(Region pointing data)

· · · · ·

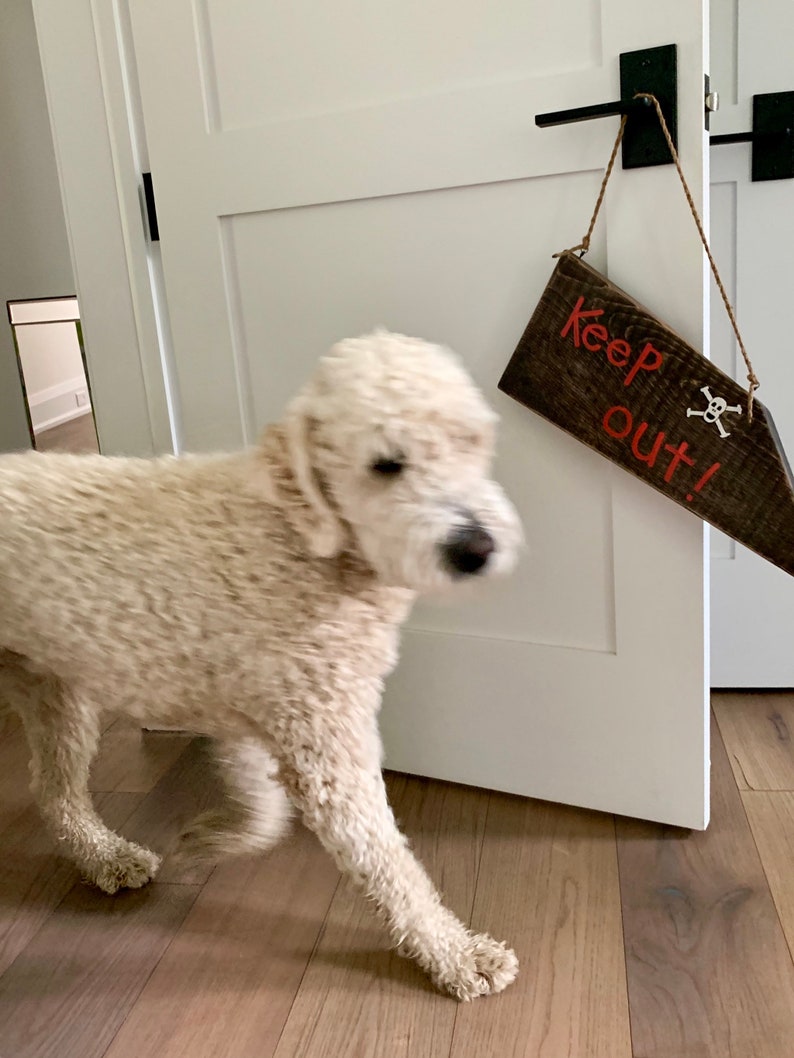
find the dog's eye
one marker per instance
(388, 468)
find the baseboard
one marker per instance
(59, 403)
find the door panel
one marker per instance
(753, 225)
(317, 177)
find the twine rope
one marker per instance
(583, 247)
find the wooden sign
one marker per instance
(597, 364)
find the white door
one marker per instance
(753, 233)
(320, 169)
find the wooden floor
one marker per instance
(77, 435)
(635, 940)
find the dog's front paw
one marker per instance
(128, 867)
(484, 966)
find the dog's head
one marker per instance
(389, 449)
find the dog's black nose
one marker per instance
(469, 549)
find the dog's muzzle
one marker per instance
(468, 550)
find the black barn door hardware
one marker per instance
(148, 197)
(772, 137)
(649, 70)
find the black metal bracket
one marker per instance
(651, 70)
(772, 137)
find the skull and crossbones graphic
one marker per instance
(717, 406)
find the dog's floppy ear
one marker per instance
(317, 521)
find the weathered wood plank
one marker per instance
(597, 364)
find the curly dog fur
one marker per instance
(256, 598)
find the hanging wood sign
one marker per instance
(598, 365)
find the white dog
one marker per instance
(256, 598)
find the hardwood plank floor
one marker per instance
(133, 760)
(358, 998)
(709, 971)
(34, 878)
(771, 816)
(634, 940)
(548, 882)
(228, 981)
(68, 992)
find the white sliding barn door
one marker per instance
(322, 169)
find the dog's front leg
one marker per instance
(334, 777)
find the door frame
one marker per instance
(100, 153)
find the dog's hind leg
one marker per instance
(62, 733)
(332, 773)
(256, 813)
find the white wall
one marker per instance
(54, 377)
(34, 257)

· · · · ·

- **WHAT IS REQUIRED**:
Wherever a line holds the word "floor", copy that line out of the entries above.

- **ANSWER AREA**:
find the wooden floor
find the hardwood plank floor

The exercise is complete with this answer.